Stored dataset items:

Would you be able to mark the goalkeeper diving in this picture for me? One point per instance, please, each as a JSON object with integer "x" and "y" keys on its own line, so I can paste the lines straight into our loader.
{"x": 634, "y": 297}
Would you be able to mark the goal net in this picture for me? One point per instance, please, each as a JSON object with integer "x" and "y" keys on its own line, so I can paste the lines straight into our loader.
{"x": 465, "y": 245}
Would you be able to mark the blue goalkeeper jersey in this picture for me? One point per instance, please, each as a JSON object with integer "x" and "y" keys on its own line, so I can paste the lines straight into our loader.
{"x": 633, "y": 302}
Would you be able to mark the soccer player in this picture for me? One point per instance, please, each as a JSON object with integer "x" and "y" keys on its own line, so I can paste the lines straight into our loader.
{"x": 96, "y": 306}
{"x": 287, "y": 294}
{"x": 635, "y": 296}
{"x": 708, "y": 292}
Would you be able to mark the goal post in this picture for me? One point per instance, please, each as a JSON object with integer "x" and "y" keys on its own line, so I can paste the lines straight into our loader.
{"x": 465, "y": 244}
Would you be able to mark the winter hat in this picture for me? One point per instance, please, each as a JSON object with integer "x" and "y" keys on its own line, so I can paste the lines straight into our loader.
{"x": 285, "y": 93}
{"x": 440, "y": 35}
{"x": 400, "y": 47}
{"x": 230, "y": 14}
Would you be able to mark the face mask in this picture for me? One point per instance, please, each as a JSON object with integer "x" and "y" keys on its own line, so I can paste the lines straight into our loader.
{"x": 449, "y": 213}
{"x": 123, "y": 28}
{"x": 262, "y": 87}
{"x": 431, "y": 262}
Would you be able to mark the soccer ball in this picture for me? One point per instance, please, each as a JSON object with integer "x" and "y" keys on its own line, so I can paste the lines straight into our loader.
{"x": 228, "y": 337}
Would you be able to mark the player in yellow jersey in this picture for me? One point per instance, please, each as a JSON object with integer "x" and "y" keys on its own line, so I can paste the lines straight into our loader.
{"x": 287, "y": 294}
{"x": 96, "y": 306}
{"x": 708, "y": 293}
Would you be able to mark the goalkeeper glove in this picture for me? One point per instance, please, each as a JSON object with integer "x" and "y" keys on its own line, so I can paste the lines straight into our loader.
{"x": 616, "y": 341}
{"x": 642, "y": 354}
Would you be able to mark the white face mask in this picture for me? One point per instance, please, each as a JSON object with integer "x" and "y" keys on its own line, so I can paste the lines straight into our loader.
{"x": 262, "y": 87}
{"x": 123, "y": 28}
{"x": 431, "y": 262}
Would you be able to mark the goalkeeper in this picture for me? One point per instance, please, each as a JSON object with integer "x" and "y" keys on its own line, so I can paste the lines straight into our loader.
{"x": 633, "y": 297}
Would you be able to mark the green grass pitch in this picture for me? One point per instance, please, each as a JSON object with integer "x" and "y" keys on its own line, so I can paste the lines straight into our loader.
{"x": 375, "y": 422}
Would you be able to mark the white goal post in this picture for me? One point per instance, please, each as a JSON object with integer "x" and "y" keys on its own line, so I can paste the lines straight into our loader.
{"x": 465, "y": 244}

§ Exercise details: The entries listed above are to be output exactly. Leave none out.

§ Result of the task:
Would you be able to mark the goalkeeper diving in this picture for me? One point per instance, please, each as a JSON object with integer "x" and "y" keys on its own line, so I can paste the lines straight into our loader.
{"x": 634, "y": 297}
Would you be able to mark the goal net in this picture for me? One point per instance, please, each as a JSON object with integer "x" and "y" keys on its own line, so I can paste the lines straight into our loader.
{"x": 465, "y": 245}
Would you be able to mark the blue goalkeeper jersey in this picture for me? One point per instance, please, each as a JSON object with integer "x" and "y" keys on its own line, so I can paste the lines straight into our loader.
{"x": 633, "y": 302}
Would you be able to mark the soccer player in this picture for me? One point per instance, please, each as a JSON object with integer "x" and "y" keys on its own line, so I can paste the lines straight into our loader.
{"x": 96, "y": 306}
{"x": 287, "y": 294}
{"x": 635, "y": 296}
{"x": 708, "y": 292}
Would you be able to mark the goal post in this picture for me? One point per instance, please, each as a JSON object with integer "x" and "y" keys on its own line, so I can paste the lines straight into our loader.
{"x": 465, "y": 244}
Would you be able to mark the winter hat in this picture for me? One point per instance, please, each as a JSON object with integer "x" and "y" keys on its own line, so I can paste the lines straight into our loader.
{"x": 285, "y": 93}
{"x": 440, "y": 35}
{"x": 400, "y": 47}
{"x": 230, "y": 14}
Would you be able to mark the face mask in this picture for me? One point per instance, please, each as a JSON object with integer "x" and "y" keys on its own line, so I can paste the lines straight into our loader.
{"x": 449, "y": 213}
{"x": 123, "y": 28}
{"x": 262, "y": 87}
{"x": 431, "y": 262}
Would you be able to mark the soccer ball in this picture for me? One point per instance, please, each as a JSON object with integer "x" and "y" keys on its own line, so I can paste the lines straight into our loader.
{"x": 228, "y": 337}
Would you be able to mark the player in yellow jersey in this picture for me? One point per instance, please, each as a JSON object with integer "x" and "y" keys on its own line, so I can paste the lines straight into our loader.
{"x": 287, "y": 294}
{"x": 96, "y": 306}
{"x": 708, "y": 293}
Would you be able to mark the goalkeeper glove in this picture for me? One point per instance, please, each as a JSON object with integer "x" and "y" keys on its own line, so I can paste the lines straight into our loader.
{"x": 616, "y": 341}
{"x": 642, "y": 354}
Would you be able to mark the white face mask in this picture for me? One point per instance, please, each as a JSON object with integer "x" and "y" keys on its own line, so I can paste the lines straight into our loader.
{"x": 262, "y": 87}
{"x": 123, "y": 28}
{"x": 431, "y": 262}
Would you be able to mark the goalkeeper in this picture for me? One point per instance, please, each as a JSON object with integer "x" and "y" keys on its own line, so I can paste the lines straight into our loader.
{"x": 633, "y": 297}
Would you be able to mark the green grass pitch in this picture for me? One point per instance, please, each as a JSON object with integer "x" and "y" keys on its own line, so I can paste the lines straight into our loader.
{"x": 375, "y": 422}
Would you be able to mark the white goal post in this picture for me? One point per instance, please, each as a JSON object with integer "x" and "y" keys on its own line, so I can paste the lines straight into our loader.
{"x": 465, "y": 244}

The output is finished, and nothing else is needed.